Please copy out the part of the project update that begins at the words "December review" and stops after "items is possible.", replacing "implemented" with "completed" wherever it appears.

> **EXCERPTED TEXT**:
· · · ·

These discussions are specific to each cycling group using the system, and can be public or kept private to the group - we know that different groups work in different ways, as results from our survey are clearly showing.

Below, we show the page for one such discussion.

We’ll cover the thread page in more detail in a future blog post, but the key things are that it shows us a clear title, a description of the issue, the location, recommended resources that might be useful to bring into the discussion, replies to the discussion, your prioritisation of the issue, and a list of who is following it.

The button in the top-right lets you subscribe to an issue, so that you only get notified about things you actually care about, rather than every discussion.

If you use e-mail a lot, you can opt to receive updates by e-mail as well - again, another thing that our survey has shown is likely to be needed.

 

 

 

December review

Here's a quick report prior to the downing of tools for the Christmas holiday.

Since our last report two weeks ago, the following items have been implemented:

  • Library notes and document upload implemented.
  • Thread messages can be replied to by e-mail.
  • A user can set the locations and areas they are interested in, such as their home or route to work.
  • Tagging of issues, threads, and library items is possible.
  • Users can submit feedback from the site.
  • Issues can be voted up and down to indicate popularity.
  • Users can prioritise individual threads (each of which is a discussion on an issue, and an issue may have many threads).

Those with technical interests can see the great progress our developers Andy and Andrew are making, in our codebase, which is open source.

Our developers have documented bugs and contributed patches to other open source projects that we use. This includes submitting a crash bug report to the core Ruby language implementors (now fixed), a minor patch accepted by the Phusion Passenger team whose software powers many Rails deployments, and several bugs with fixes for the Chef deployment system.

New design work from Supercool has continued to come in, and we are plugging this into the code as fast as we can - though there's lots of other things to sort out too!

Here's some of the design latest work, though we are continuing to iterate work on the design and its implementation:

 

Design screenshots

These are the latest design templates from Supercool that we’re now busily hooking into the code!

Report an issue page:

 

Thread discussion page:

 

Issue page – each thread of discussion on issue:

 

And an icon set under development for the map markers:

 

Moving into beta

We’re approaching our beta phase now, with testing of a closed early beta starting today by members of one of our stakeholder groups.

Our designers, Supercool, have been working hard on the overall design and page templates, which we’re merging into the code this week.

· · · ·

> **INFORMATION PROVIDED**:

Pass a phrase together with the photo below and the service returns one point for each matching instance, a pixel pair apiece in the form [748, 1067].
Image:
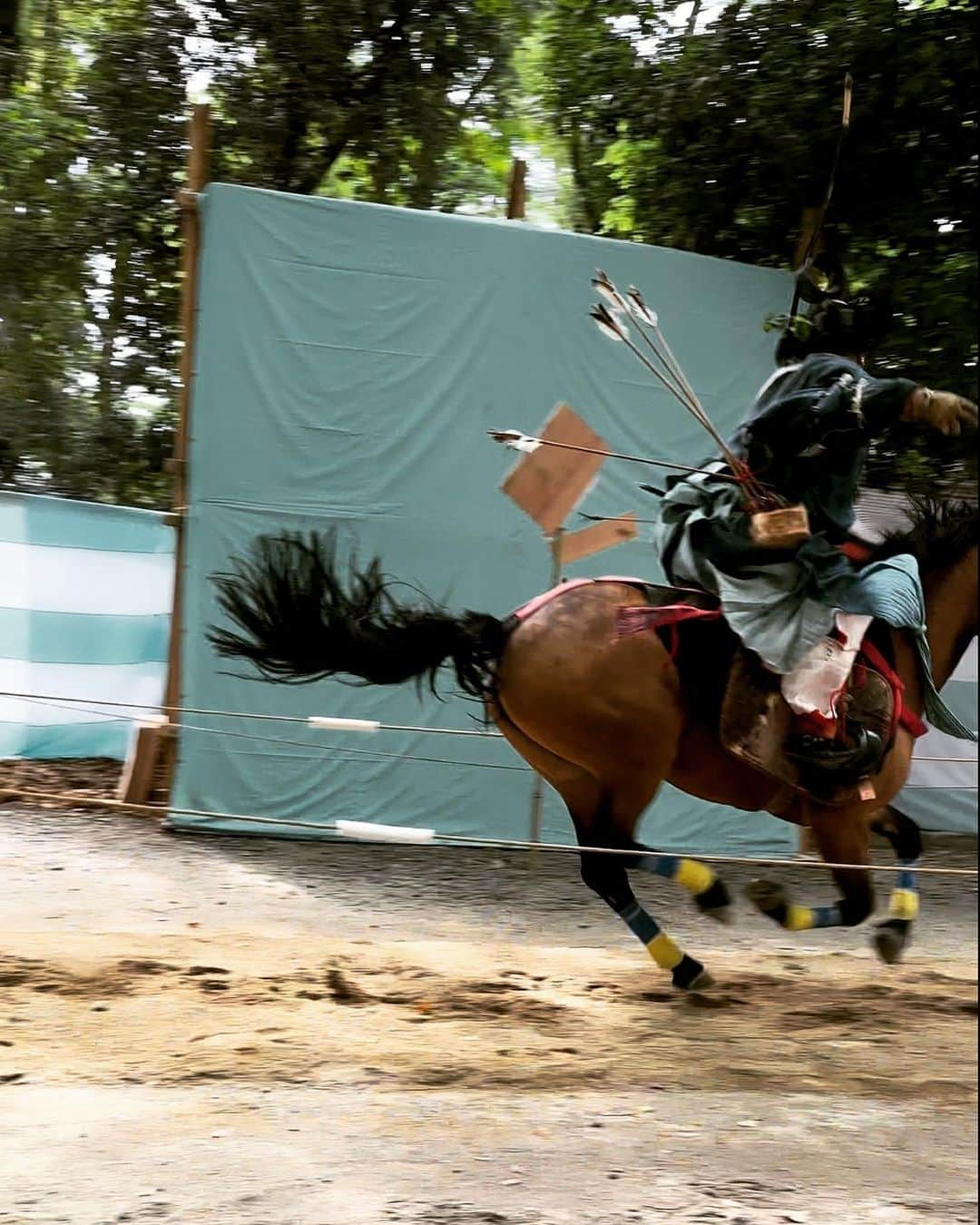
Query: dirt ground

· · · ·

> **ANSWER FOR THIS EXERCISE**:
December review

Here's a quick report prior to the downing of tools for the Christmas holiday.

Since our last report two weeks ago, the following items have been completed:

  • Library notes and document upload completed.
  • Thread messages can be replied to by e-mail.
  • A user can set the locations and areas they are interested in, such as their home or route to work.
  • Tagging of issues, threads, and library items is possible.